En estos días como nunca antes todos creemos tener la razón, y esa es parte de nuestra locura. Ni siquiera Federico Nietzsche, el más osado y contestatario de los pensadores de los últimos siglos se animó a tanto. Permítanme elaborar un poco más el asunto. A nadie le gusta fracasar, ni ser refutado o criticado. Dado el caso que nos vaya mal a nosotros o a quien queramos, procedemos a generar formas de no tener que reconocerlo. Un cinturón protector que termina asfixiando. Nos rebelamos ante las grillas con razón, pero el problema es cuando la razón es otra que discutir criterios. Explicamos a los profesores de nuestros hijos que debieron tener en cuenta su situación, que no era momento para tomarles examen.
Savielly Tartakower, gran maestro de ajedrez tenía punzantes intuiciones sobre el asunto que se conocen (otra muestra del ingenio humano) como “tartakowerismos”. Uno de ellos es el de que “Nunca vencí a un jugador sano” muy atinado para el análisis. Es decir que cada vez que ganaba una partida, resulta que el rival había estado con 50 grados de fiebre hasta hacía un momento. Nada le indignaba más —y con razón— que le pidieran disculpas por no haber estado en forma para el encuentro. Este ejemplo ilustra nuestro miedo, pavor al fracaso. Es grave.

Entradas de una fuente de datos
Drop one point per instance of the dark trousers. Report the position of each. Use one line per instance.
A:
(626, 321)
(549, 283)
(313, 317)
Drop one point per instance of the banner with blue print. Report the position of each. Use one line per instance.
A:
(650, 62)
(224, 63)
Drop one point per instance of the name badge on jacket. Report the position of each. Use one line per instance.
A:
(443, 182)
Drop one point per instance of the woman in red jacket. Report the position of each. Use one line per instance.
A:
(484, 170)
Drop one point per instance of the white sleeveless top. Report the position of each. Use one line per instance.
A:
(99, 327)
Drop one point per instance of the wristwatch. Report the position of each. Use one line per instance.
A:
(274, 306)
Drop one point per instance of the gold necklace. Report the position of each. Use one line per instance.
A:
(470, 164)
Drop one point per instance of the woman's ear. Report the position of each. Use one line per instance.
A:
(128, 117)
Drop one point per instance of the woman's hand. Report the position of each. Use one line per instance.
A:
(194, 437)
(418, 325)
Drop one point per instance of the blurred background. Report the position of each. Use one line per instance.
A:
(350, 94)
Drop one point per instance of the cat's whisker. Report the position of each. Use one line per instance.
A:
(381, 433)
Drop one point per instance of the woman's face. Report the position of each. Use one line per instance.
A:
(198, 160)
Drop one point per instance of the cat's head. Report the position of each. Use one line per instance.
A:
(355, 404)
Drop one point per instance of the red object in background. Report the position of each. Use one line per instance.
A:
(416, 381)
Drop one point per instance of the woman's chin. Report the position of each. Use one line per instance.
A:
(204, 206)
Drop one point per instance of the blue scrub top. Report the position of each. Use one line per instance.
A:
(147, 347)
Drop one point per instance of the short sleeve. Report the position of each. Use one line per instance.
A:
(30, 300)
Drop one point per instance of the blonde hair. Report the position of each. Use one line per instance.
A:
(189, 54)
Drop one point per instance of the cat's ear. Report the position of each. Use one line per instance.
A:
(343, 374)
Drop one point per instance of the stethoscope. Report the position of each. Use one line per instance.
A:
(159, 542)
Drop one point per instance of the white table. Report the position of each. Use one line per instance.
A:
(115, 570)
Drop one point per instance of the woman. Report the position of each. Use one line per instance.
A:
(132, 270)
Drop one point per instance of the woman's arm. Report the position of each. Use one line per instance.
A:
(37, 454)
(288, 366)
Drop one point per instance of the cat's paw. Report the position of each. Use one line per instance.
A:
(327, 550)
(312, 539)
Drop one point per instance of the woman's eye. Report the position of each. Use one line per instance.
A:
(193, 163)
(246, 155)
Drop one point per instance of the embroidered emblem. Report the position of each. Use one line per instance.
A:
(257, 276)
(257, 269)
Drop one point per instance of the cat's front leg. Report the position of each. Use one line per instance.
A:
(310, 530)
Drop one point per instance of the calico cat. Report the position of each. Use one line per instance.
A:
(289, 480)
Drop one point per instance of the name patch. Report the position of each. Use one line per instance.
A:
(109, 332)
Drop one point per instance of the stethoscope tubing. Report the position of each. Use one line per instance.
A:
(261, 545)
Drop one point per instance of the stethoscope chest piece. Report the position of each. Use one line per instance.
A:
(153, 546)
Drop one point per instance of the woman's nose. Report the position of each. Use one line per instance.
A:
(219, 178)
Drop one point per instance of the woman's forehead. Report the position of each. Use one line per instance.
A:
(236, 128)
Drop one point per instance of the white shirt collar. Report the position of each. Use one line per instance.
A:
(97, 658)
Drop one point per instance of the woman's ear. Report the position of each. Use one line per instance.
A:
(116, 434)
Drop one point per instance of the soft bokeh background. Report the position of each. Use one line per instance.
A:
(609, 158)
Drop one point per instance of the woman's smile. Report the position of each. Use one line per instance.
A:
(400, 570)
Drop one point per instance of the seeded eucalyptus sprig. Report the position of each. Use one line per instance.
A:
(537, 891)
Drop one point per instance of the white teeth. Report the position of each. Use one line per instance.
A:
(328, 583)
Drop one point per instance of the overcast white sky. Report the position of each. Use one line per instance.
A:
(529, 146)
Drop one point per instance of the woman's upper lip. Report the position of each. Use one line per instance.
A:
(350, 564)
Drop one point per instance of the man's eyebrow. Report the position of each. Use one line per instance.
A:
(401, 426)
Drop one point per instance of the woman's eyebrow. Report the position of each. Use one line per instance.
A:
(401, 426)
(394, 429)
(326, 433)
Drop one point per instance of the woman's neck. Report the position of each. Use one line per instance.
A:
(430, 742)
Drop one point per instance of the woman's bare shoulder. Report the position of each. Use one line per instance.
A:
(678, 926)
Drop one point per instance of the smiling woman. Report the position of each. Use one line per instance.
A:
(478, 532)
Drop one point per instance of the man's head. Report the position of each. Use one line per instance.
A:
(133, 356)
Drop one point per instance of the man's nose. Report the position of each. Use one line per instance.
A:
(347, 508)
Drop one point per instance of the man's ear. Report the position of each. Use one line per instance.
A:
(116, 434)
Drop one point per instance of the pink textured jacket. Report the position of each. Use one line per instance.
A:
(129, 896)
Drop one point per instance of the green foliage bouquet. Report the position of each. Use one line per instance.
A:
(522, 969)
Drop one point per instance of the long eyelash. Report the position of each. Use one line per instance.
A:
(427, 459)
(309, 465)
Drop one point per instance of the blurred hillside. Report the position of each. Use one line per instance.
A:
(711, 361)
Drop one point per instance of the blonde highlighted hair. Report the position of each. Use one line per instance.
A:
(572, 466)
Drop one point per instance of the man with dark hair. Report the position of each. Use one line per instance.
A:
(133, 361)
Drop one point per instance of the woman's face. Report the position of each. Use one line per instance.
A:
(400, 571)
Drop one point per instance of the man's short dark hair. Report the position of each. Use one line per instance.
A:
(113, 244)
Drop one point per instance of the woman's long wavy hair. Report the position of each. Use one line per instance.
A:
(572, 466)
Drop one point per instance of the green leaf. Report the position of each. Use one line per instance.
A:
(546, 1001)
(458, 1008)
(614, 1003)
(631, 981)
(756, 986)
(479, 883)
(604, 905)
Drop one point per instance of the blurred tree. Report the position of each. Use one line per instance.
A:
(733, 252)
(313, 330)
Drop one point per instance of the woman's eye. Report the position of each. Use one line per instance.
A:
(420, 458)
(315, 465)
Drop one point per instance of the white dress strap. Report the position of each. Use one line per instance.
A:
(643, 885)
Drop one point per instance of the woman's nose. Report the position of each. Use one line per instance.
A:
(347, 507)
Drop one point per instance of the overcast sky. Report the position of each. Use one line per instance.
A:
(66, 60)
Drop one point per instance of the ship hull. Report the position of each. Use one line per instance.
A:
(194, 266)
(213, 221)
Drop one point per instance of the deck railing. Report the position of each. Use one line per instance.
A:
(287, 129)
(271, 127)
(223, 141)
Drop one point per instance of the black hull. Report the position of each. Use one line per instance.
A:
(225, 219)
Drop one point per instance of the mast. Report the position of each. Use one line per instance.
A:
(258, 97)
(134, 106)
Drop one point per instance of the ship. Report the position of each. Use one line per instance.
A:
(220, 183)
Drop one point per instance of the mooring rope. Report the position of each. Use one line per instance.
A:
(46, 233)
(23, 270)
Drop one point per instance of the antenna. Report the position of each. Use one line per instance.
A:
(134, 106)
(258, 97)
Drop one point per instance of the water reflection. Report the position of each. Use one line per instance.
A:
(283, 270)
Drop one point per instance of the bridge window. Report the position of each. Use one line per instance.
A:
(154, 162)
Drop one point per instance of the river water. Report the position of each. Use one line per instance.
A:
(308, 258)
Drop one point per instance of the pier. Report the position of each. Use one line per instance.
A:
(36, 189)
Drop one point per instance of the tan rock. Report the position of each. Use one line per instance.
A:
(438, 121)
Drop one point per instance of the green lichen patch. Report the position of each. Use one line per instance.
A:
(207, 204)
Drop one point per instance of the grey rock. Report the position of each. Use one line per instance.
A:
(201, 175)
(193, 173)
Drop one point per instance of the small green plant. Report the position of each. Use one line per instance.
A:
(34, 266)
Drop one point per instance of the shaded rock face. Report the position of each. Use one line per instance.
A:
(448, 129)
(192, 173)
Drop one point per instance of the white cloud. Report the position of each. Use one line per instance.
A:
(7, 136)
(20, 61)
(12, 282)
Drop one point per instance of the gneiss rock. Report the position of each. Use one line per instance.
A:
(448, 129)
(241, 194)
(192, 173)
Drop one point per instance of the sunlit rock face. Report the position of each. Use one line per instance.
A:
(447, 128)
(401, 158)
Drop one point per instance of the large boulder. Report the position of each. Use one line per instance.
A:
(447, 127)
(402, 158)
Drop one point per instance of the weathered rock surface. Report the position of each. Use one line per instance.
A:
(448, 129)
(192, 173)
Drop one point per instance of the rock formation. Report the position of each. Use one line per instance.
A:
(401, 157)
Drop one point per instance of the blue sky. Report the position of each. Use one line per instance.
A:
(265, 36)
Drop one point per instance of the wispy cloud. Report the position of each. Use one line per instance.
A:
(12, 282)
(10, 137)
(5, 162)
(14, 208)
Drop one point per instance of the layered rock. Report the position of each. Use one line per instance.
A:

= Tareas a realizar =
(A) Contesta con base en el fragmento sobre el miedo al fracaso:
(i) ¿A quién presenta como el más osado y contestatario de los pensadores de los últimos siglos?
(ii) ¿Con qué nombre se conocen las intuiciones de Savielly Tartakower?
(iii) ¿Qué frase de Tartakower cita como muy atinada para el análisis?
(B) Prosigue el fragmento sobre el miedo al fracaso a partir de su última oración.

= Respuestas del ejercicio =
(A)
(i) A Federico Nietzsche.
(ii) Como "tartakowerismos".
(iii) "Nunca vencí a un jugador sano".

(B)
Si criamos y educamos a personas convencidas de sí mismas más allá de cualquier objeción, que ante cualquier adversidad simplemente dicen «fue un mal día», que los demás no los comprenden en su genialidad, entonces estamos alimentando la locura. Aquí viene a cuento un “tartakowerismo” pero esta vez de G. K. Chesterton.
En su libro Ortodoxia de comienzos del siglo veinte, señala que el loco no es el que ha perdido la razón, sino el que lo ha perdido todo menos la razón. Si se quiere ver gente convencida no hay mejor lugar que el loquero.
Equivocarse, fallar, ser criticado: nada más saludable. El caso de Federico Nietzsche en 1872 ilustra bien esta tensión. El filósofo estaba en la cresta de la ola académica alemana, había recibido una cátedra en Basilea a una edad asombrosa y sin más currículum que la opinión de sus profesores. En aquel año apareció El nacimiento de la tragedia: un ensayo de filosofía de la cultura que analiza a los griegos a través de dos impulsos estéticos (lo apolíneo y lo dionisíaco) y sostiene que la tragedia nace “en el espíritu de la música”. Esto fundado en etimologías que fueron destrozadas por un joven Ulrich von Wilamowitz-Moellendorff (Uli para los amigos) que lo acusó de mala filología.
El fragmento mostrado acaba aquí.